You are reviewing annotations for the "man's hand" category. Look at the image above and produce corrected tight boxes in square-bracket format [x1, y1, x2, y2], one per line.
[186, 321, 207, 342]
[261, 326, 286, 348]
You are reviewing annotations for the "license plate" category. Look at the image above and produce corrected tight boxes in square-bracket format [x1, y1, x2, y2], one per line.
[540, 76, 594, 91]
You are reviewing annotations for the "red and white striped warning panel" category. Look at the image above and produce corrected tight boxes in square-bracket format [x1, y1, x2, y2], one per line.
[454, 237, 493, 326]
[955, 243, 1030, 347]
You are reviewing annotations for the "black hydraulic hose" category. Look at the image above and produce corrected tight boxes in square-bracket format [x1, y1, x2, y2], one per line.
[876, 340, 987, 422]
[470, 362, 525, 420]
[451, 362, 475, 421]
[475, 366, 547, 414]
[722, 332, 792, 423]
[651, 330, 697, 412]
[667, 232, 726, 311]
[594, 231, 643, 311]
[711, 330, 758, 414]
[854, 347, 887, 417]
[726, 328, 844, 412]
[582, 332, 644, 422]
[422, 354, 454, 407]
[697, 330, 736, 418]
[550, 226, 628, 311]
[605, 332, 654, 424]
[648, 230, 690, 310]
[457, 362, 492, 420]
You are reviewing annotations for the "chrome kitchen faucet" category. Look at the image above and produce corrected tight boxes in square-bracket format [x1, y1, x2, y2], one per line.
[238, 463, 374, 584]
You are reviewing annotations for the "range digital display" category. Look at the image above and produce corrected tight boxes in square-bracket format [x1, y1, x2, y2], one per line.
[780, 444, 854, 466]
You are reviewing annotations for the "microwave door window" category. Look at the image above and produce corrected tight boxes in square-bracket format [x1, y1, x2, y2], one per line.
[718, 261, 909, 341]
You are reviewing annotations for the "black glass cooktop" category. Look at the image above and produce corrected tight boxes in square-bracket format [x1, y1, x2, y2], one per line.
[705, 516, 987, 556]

───

*Problem*:
How many lines in the rows above contain the string "black"? Case counts. Reply with the number only.

*Written response*:
2